### PROBLEM REQUIREMENTS
Nothing in the data below may be left out; return all of it exactly.

___ SUPPLIED ENTRIES ___

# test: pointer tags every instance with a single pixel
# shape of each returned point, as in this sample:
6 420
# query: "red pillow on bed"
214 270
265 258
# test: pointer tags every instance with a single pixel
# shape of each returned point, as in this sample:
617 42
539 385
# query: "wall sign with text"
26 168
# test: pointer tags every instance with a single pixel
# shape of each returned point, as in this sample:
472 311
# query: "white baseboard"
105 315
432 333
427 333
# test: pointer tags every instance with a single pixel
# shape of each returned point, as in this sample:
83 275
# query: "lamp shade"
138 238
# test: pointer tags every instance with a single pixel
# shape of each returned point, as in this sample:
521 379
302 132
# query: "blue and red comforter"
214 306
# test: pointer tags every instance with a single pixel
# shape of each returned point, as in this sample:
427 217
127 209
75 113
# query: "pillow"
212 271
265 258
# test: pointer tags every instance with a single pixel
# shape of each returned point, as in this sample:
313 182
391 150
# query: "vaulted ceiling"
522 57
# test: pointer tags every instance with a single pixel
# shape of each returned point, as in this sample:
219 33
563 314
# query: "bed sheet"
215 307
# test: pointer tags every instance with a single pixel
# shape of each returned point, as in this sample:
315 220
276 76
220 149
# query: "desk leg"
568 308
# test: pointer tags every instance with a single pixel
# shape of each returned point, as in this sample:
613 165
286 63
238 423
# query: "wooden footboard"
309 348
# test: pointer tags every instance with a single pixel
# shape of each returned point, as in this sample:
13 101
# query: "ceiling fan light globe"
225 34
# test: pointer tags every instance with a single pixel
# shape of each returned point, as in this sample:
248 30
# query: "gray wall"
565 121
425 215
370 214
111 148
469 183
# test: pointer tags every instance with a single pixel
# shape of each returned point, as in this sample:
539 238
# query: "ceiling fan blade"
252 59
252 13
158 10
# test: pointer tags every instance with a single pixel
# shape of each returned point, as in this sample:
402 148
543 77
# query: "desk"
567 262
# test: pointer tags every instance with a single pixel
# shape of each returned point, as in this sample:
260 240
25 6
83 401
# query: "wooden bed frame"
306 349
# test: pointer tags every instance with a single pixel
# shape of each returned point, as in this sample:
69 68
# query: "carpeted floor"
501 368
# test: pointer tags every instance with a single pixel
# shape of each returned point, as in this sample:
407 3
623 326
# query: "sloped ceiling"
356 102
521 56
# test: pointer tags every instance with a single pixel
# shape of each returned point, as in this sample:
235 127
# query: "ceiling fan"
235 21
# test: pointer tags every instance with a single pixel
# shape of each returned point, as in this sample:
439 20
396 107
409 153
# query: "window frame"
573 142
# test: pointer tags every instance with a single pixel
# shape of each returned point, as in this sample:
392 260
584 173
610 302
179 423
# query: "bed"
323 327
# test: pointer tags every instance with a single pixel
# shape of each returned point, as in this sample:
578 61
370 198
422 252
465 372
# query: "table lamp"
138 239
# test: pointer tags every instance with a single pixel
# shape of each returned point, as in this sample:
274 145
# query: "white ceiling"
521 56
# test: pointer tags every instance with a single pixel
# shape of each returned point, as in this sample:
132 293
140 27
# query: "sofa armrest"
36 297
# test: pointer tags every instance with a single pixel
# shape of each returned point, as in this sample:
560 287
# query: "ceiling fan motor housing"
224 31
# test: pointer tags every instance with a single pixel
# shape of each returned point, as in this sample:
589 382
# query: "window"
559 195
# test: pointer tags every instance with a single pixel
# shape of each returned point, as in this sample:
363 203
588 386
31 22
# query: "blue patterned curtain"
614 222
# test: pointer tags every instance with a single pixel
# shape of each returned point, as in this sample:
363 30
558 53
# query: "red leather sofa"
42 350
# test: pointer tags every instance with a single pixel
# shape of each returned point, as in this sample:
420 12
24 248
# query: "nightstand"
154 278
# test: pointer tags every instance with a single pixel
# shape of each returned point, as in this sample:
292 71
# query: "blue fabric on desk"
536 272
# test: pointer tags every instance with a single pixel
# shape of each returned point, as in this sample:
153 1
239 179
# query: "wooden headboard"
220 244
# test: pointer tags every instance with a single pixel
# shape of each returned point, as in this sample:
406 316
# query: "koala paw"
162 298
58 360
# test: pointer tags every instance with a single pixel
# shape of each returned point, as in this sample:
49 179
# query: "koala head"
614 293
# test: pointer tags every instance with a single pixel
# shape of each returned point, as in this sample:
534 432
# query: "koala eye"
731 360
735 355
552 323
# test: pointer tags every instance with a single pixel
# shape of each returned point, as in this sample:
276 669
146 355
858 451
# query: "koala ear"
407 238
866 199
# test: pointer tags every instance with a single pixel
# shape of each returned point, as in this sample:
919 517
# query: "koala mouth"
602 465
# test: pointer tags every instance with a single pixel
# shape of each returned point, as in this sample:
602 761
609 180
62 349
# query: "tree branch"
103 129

___

### RESPONSE AREA
# test: pointer tags every instance with a single pixel
# shape of each returned point, as in this sample:
6 420
# query: "red pillow on bed"
214 270
265 258
# test: pointer tags every instance with a single pixel
# shape of each returned point, as in this sample:
617 42
539 385
# query: "wall sign with text"
26 168
# test: pointer tags every instance with a single pixel
# shape of each returned point, as in this sample:
472 311
# query: "white baseboard"
105 315
432 333
427 333
# test: pointer tags every instance with a single pixel
# shape of each returned point, as in this sample:
83 275
# query: "lamp shade"
138 238
# test: pointer tags every instance with a single pixel
# shape of each returned point, as in this sample:
521 379
302 132
# query: "blue and red comforter"
214 306
# test: pointer tags every instance with a single pixel
# shape of each returned point, as in this sample:
427 217
127 209
75 113
# query: "pillow"
212 271
265 258
# test: pointer tags every instance with a single pixel
# shape of each returned point, as in this sample:
313 182
391 150
# query: "vaulted ceiling"
522 57
# test: pointer tags every instance with a single pixel
# shape of each returned point, as in this sample:
219 33
563 314
# query: "bed sheet"
215 307
# test: pointer tags every instance with a single pixel
# shape of each returned point, as in this sample:
315 220
276 76
220 149
# query: "desk leg"
568 308
# test: pointer tags every instance with a single pixel
# shape of each returned point, as in this sample:
613 165
286 63
238 423
# query: "wooden footboard"
309 348
# test: pointer tags every instance with a single pixel
# shape of each returned point, as in this sample:
13 101
# query: "ceiling fan light globe"
225 34
# test: pointer tags every instance with a single pixel
# shape of each returned point, as in this sample:
248 30
# query: "gray wall"
565 121
425 215
370 214
111 148
469 183
# test: pointer tags every instance with a single pixel
# shape of each returned point, as in this sample:
539 238
# query: "ceiling fan blade"
252 59
252 13
158 10
# test: pointer tags every instance with a single pixel
# shape of each returned point, as in this sample:
402 148
543 77
# query: "desk"
567 262
# test: pointer tags every instance with a single pixel
# shape of each returned point, as in this sample:
260 240
25 6
83 401
# query: "wooden bed frame"
306 349
# test: pointer tags every instance with a single pixel
# shape of each returned point, as in this sample:
69 68
# query: "carpeted floor"
501 368
# test: pointer tags every instance with a single pixel
# shape of each returned point, as in this sample:
407 3
623 326
# query: "sloped ceiling"
356 102
521 56
# test: pointer tags every instance with a single pixel
# shape of each returned point, as in this sample:
235 127
# query: "ceiling fan"
235 21
# test: pointer tags every instance with a single pixel
# shape of each returned point, as in this sample:
439 20
396 107
409 153
# query: "window frame"
573 142
# test: pointer tags every instance with a single pixel
# shape of each returned point, as in this sample:
392 260
584 173
610 302
179 423
# query: "bed"
323 327
# test: pointer tags every instance with a single pixel
# shape of each returned point, as in this sample:
578 61
370 198
422 252
465 372
# query: "table lamp"
138 239
# test: pointer tags every instance with a single pixel
# shape of each returned point, as in this sample:
274 145
# query: "white ceiling"
521 56
# test: pointer tags every instance with a single pixel
# shape of each returned point, as in this sample:
132 293
140 27
# query: "sofa armrest"
36 297
# test: pointer tags every instance with a single pixel
# shape of each returned point, as in this sample:
560 287
# query: "ceiling fan motor housing"
224 31
# test: pointer tags every instance with a single pixel
# shape of each returned point, as in this sample:
589 382
# query: "window"
559 195
# test: pointer tags every instance with a single pixel
# shape of each returned point, as in this sample:
363 203
588 386
31 22
# query: "blue patterned curtain"
614 222
# test: pointer tags every instance with a single pixel
# shape of each returned point, as in this sample:
363 30
558 53
# query: "red leather sofa"
42 350
# test: pointer tags every instance with a single pixel
# shape of each returned point, as in this sample:
420 12
24 248
# query: "nightstand"
154 278
# test: pointer tags every instance with a single pixel
# shape of each returned point, as in this sample:
292 71
# query: "blue fabric on desk"
536 272
# test: pointer tags every instance with a single pixel
# shape of each returned point, as in this sample:
153 1
239 179
# query: "wooden headboard"
220 244
# test: pointer tags every instance with a single pixel
# shape of each returned point, as in this sample:
406 316
# query: "koala paw"
162 298
58 360
# test: pointer tags every instance with a single pixel
# shape of each returned point, as in this sample:
49 179
# query: "koala head"
614 293
# test: pointer tags every instance with a single pixel
# shape of each returned point, as in this sample:
534 432
# query: "koala eye"
731 360
735 355
552 323
# test: pointer tags every instance with a single pixel
# shape of each returned point, as in this sample:
276 669
146 355
858 451
# query: "koala ear"
407 238
866 199
# test: pointer tags every instance with a single pixel
# shape of each returned point, as in this sample:
919 517
# query: "koala mouth"
602 465
# test: pointer tags every instance with a single pixel
# shape of each returned point, as in this sample:
602 761
609 180
62 349
# query: "tree branch"
103 129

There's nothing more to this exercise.